### Extract to read
Content starts

Now the tour has one player accusing another of cheating, and the accused claiming he was publicly slandered and threatening to take legal action.

Any one of the three entities could have prevented this from getting this far.

The only winner is Ping, its iconic Ping Eye2 irons still relevant two decades later.

ANOTHER ISSUE

The final group at the Farmers Insurance Open took five hours, 26 minutes to play on Sunday, and the blame can't be dumped on winner Ben Crane, notwithstanding his own languid pace. The final threesome had to wait in the 18th fairway for the green to clear.

Five hours, 26 minutes? One Farmers Insurance executive said it was a virtual certainty that the company would extend its sponsorship agreement. Here's hoping the company doesn't reconsider in the aftermath of a round that seemed longer than the term of some of the life insurance policies it issues.

IN DEFENSE OF THE HOPE

The Bob Hope Classic received an overseas thrashing last week in the wake of McCarron's pointed criticism of PGA Tour members who take appearance money to play overseas at the expense of struggling tournaments at home in a troubled economy.

One writer called the Hope "a rubbish pro-am event held in Palm Springs that's well past its sell-by date." Another referred to the tournament as awful.

The format no doubt is not a particularly appealing one to the professionals, but it never has been. In the inaugural event in 1960 (then known as the Palm Springs Golf Classic), Bob Rosburg threatened to throw two of his amateur partners into a lake, according to Larry Bohannan, author of the new book, "50 Years of Hope."

A point worth considering is that each amateur (excluding celebrities, though some do pony up the money in the interest of supporting the tournament's charities) pays at least $12,000 to play in the Hope. The amateurs number 384, allowing the tournament to raise an extraordinary sum of money, much of it earmarked for the renowned (and not-for-profit) Eisenhower Medical Center in Rancho Mirage, Calif.

Content ends

### Record extracts
Content starts

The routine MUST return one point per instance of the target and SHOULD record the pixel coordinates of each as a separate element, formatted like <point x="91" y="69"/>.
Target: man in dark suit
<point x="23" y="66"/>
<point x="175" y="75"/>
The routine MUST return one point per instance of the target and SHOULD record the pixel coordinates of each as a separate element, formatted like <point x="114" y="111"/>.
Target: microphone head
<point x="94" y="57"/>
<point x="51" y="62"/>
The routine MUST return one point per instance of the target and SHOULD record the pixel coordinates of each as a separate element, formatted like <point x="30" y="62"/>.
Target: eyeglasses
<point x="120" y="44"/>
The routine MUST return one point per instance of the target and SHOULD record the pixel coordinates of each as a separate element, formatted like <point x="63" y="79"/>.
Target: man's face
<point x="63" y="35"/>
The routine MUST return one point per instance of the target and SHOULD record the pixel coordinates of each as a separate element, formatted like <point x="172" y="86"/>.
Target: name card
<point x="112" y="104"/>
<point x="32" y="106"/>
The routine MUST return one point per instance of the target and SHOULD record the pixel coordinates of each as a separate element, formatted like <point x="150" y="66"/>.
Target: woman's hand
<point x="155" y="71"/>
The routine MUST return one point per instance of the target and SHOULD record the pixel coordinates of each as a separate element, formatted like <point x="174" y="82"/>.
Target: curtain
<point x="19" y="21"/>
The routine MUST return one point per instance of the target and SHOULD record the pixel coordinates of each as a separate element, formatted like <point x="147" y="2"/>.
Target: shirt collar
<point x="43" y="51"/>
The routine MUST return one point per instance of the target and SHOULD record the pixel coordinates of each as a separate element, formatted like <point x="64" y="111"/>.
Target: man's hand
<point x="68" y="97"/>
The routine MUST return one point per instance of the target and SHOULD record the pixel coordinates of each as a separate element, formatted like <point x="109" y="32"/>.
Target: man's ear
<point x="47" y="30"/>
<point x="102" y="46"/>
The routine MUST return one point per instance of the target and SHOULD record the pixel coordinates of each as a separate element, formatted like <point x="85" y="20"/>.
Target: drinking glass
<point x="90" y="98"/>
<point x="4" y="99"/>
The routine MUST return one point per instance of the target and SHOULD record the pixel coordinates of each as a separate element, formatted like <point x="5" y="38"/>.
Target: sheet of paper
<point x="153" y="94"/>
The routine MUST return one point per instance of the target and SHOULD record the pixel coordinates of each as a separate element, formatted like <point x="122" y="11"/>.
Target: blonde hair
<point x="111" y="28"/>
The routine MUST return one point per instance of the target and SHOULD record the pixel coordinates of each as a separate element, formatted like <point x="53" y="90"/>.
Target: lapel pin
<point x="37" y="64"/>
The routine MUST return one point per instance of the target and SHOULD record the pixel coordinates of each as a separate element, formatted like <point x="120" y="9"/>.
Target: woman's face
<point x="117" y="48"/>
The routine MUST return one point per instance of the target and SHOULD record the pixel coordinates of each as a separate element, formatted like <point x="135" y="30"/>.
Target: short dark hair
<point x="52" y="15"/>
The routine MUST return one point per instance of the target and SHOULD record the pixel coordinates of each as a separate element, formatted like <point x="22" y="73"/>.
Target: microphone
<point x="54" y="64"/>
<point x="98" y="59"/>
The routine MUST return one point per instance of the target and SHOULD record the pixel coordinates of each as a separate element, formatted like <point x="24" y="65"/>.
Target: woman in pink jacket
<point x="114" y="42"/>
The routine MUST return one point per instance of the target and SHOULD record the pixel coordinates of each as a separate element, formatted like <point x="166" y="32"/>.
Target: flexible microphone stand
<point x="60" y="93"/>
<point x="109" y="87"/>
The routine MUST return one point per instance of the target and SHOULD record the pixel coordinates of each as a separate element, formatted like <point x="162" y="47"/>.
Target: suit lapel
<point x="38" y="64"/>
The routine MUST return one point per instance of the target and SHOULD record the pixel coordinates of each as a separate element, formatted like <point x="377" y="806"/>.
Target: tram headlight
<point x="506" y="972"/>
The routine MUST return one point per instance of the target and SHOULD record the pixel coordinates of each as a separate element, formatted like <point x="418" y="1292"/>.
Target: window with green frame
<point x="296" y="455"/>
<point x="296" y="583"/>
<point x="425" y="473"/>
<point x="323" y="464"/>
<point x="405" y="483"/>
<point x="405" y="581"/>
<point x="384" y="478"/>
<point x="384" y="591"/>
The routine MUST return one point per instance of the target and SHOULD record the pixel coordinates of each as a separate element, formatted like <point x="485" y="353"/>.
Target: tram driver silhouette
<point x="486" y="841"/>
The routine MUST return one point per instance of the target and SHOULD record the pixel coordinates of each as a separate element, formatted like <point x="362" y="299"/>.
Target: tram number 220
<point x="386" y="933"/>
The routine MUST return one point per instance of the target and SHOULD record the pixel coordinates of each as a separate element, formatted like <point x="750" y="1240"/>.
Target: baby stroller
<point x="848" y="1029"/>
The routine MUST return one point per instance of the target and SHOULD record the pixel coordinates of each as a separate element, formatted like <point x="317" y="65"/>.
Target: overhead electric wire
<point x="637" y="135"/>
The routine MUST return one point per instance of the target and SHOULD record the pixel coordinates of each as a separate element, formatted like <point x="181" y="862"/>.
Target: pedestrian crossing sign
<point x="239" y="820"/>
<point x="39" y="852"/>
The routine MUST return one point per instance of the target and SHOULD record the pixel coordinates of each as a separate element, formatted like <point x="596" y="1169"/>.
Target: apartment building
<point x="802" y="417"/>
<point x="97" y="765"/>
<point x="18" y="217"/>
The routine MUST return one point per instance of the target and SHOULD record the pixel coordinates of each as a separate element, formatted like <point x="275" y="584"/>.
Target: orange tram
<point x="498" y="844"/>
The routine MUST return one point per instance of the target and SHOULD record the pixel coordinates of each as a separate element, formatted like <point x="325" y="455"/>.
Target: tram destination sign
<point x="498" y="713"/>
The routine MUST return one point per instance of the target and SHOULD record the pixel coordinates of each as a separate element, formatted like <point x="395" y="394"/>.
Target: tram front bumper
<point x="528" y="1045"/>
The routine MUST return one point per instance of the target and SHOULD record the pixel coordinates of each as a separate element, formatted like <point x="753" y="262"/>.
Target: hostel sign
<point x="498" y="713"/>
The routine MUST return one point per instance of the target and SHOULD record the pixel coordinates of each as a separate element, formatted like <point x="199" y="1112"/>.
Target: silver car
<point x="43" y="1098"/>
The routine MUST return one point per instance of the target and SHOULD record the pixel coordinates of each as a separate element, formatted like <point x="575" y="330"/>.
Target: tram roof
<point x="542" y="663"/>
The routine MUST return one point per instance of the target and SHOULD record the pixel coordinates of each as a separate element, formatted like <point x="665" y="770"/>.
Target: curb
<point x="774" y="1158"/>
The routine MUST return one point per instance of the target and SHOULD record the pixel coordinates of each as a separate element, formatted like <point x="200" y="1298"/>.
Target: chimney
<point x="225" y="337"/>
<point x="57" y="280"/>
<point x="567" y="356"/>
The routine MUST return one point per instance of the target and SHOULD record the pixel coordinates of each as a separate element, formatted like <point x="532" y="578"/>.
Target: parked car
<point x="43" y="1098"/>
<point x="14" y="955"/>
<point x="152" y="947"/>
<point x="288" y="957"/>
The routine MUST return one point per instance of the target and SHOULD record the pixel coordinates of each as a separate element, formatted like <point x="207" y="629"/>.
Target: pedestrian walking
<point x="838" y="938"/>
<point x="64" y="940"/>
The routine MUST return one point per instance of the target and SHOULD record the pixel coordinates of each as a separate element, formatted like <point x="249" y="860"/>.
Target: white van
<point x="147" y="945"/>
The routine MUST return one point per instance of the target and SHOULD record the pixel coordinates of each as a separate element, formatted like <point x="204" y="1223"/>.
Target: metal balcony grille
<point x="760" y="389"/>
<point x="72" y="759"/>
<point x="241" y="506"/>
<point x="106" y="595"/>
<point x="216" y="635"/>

Content ends

### Work order A
In the golf column, can you update the passage between "Five hours, 26 minutes?" and "a troubled economy.", inclusive, changing "sponsorship agreement" to "sponsorship deal"?
### Work order B
Which individuals does the golf column name, not counting names that appear only in a tournament or book title?

### Task solution A
Five hours, 26 minutes? One Farmers Insurance executive said it was a virtual certainty that the company would extend its sponsorship deal. Here's hoping the company doesn't reconsider in the aftermath of a round that seemed longer than the term of some of the life insurance policies it issues.

IN DEFENSE OF THE HOPE

The Bob Hope Classic received an overseas thrashing last week in the wake of McCarron's pointed criticism of PGA Tour members who take appearance money to play overseas at the expense of struggling tournaments at home in a troubled economy.

### Task solution B
Ben Crane, McCarron, Bob Rosburg, Larry Bohannan